# [TEXTO EXTRAÍDO]
DIREITO PREVISTO PELO SUS – “Essa situação, obviamente, afeta a comunidade LGBTQIA+. Trata-se de algo muito recente no Brasil, não existindo ainda a recorrência ou o pronunciamento dos tribunais sobre o tema. A falta de um posicionamento assertivo por parte da justiça, de uma regulamentação para a inseminação caseira, torna o assunto muito sensível e a decisão a seu respeito totalmente imprevisível. O ideal é que ela siga a mesma lógica que já prevalece para a inseminação artificial em clínicas, de modo que a lei seja válida para as duas situações”, pondera Juliana Rocha.
A advogada chama a atenção ao fato de que o Sistema Único de Saúde (SUS) prevê a assistência a quem quiser gerar uma criança por meio da inseminação caseira. Porém, o atendimento, realizado em poucos locais, é voltado majoritariamente a casais heterossexuais. “Infelizmente, a percepção ainda é excludente para nós, da comunidade LGBTQIA+”, aponta.
RISCOS JURÍDICOS – Atualmente, a justiça considera o vínculo biológico como suficiente para a determinação da paternidade de uma criança. Em relação à inseminação caseira, a simples doação de sêmen pode relacionar diretamente todas as partes envolvidas no episódio. “Com o reconhecimento de paternidade, decorre uma série de questões como o direito de herança, guarda, visitação e pensão alimentícia e por morte. Com isso, está aberto um largo precedente para interpelações judiciais”, explica Juliana Rocha.
Por isso, de acordo com ela, é aconselhável se fazer um contrato particular de doação de material genético em que conste a intenção desse ato e a forma como isso será realizado. Porém, isso não garante que o documento seja uma prova irrefutável: “No Brasil, a paternidade é um direito indisponível, ou seja, não se pode abrir mão dela. Por outro lado, o contrato pode significar a única forma de se dispor de indícios capazes de comprovar a existência de mera identificação biológica entre as partes envolvidas, sem que isso tenha efeitos registrais ou de efetiva paternidade.”
MUITO ALÉM DO DNA – A especialista em direito LGBTQIA+ lembra que a parentalidade, que é tratada no direito da família, abrange registro na certidão de nascimento e uma série de obrigações, o que é completamente diferente de questões genéticas, algo relacionado ao direito da personalidade.

# [ENTRADAS EXTRAÍDAS]
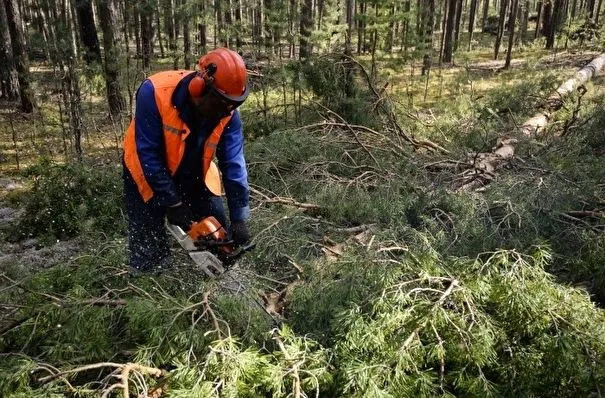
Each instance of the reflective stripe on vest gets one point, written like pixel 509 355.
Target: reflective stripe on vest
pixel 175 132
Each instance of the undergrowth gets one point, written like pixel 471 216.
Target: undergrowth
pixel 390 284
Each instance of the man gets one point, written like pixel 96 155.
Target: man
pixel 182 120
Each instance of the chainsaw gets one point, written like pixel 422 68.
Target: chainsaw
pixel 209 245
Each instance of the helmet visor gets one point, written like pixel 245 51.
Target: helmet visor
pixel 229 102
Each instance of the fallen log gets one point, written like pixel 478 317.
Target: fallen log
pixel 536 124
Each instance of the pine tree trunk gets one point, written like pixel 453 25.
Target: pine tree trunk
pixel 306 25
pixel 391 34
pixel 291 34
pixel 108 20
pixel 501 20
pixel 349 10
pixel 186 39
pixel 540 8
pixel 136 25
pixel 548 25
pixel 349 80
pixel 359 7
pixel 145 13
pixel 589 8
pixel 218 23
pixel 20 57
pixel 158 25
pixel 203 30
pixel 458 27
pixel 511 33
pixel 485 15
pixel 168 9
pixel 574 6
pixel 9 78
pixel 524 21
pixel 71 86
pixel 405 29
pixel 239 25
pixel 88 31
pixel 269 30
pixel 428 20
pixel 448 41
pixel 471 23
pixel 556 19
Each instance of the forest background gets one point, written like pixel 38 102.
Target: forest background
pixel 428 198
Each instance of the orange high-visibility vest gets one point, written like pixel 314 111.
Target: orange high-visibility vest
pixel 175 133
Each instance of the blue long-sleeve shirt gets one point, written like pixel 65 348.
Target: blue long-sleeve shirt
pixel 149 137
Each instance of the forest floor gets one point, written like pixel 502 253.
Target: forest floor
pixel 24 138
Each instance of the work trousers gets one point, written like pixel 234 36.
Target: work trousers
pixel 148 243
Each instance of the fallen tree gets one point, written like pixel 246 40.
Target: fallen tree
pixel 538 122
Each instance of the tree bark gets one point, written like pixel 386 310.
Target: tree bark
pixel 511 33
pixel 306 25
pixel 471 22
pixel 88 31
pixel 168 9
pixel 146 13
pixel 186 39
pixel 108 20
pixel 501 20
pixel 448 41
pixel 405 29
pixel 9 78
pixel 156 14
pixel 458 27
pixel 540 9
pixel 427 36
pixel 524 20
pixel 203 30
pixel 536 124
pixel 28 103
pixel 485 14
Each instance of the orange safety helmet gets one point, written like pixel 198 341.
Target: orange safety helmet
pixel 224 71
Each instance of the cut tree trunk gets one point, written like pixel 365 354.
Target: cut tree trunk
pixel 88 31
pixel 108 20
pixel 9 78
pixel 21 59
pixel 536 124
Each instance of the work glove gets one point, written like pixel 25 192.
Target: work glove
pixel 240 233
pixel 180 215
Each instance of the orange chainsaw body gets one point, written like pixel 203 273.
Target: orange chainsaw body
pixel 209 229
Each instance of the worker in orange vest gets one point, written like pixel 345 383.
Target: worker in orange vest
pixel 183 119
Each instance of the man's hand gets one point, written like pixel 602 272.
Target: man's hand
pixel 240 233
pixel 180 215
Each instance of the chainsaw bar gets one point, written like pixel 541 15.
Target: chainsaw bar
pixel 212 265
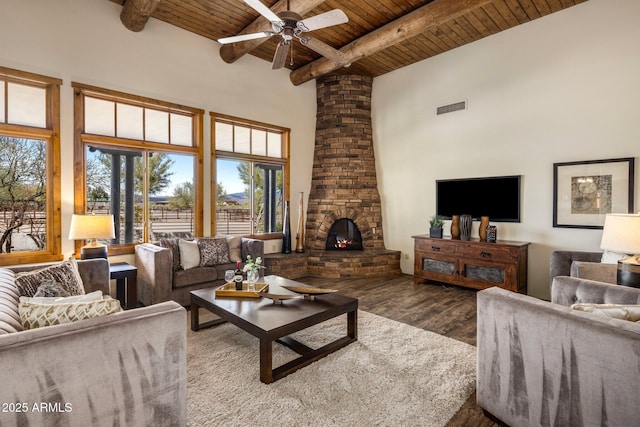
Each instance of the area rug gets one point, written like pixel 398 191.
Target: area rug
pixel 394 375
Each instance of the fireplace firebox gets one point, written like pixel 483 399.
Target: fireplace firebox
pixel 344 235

# [ATIVIDADE 1]
Transcreva um trecho do texto sobre inseminação caseira: comece nas palavras "A advogada chama" e pare depois de "explica Juliana Rocha.".
# [ATIVIDADE 2]
As afirmações abaixo concordam com o texto sobre inseminação caseira? Responda sim ou não a cada uma e cite as palavras do texto que decidem a resposta.
(a) O atendimento do SUS para a inseminação caseira é oferecido em muitos locais.
(b) No Brasil, a paternidade é tratada como um direito indisponível.
(c) Os tribunais brasileiros já se pronunciaram sobre a inseminação caseira.
# [ATIVIDADE 3]
Prossiga o texto sobre inseminação caseira a partir da última frase apresentada.
As entradas vêm de outra fonte e não têm relação com o texto.

# [RESULTADO DA TAREFA 1]
A advogada chama a atenção ao fato de que o Sistema Único de Saúde (SUS) prevê a assistência a quem quiser gerar uma criança por meio da inseminação caseira. Porém, o atendimento, realizado em poucos locais, é voltado majoritariamente a casais heterossexuais. “Infelizmente, a percepção ainda é excludente para nós, da comunidade LGBTQIA+”, aponta.
RISCOS JURÍDICOS – Atualmente, a justiça considera o vínculo biológico como suficiente para a determinação da paternidade de uma criança. Em relação à inseminação caseira, a simples doação de sêmen pode relacionar diretamente todas as partes envolvidas no episódio. “Com o reconhecimento de paternidade, decorre uma série de questões como o direito de herança, guarda, visitação e pensão alimentícia e por morte. Com isso, está aberto um largo precedente para interpelações judiciais”, explica Juliana Rocha.

# [RESULTADO DA TAREFA 2]
(a) Não: "realizado em poucos locais".
(b) Sim: "No Brasil, a paternidade é um direito indisponível, ou seja, não se pode abrir mão dela".
(c) Não: "não existindo ainda a recorrência ou o pronunciamento dos tribunais sobre o tema".

# [RESULTADO DA TAREFA 3]
“Daí que em um caso de paternidade advinda de inseminação caseira deve ser considerado tão somente o direito da personalidade, ou seja, tem de se garantir à criança o direito de saber de onde partiu sua carga genética sem que isso implique em obrigações de registro e tudo o mais que for decorrente”, defende.
A advogada pontua que, atualmente, o fator determinante de reconhecimento de paternidade é o vínculo sanguíneo, o que confere ao exame de DNA a definição de uma sentença procedente ou não, mesmo que não haja qualquer tipo de afetividade entre o pai e a criança. Desse modo, a justiça brasileira até garante o reconhecimento da paternidade socioafetiva, mas não permite deixar de reconhecer a paternidade se houver vínculo sanguíneo.
Para Juliana Rocha, com a nova realidade da inseminação caseira, é essencial que se altere a visão rígida do reconhecimento da paternidade pelo exame de DNA e se aceitem outros elementos, além da genética, para se definir essa situação, como as condições em que a criança foi concebida e a intenção da gestação.
“Afinal, determinar a inserção de um mero doador de esperma na certidão de nascimento de um ser humano não guarda a mínima relação com a dignidade da pessoa humana, tão perseguida pela justiça. Ela está no caminho certo ao aceitar relações interpessoais de afeto como base para a parentalidade, mas ainda falta deixar de considerar o vínculo genético como fator determinante para apurar a filiação”, pondera.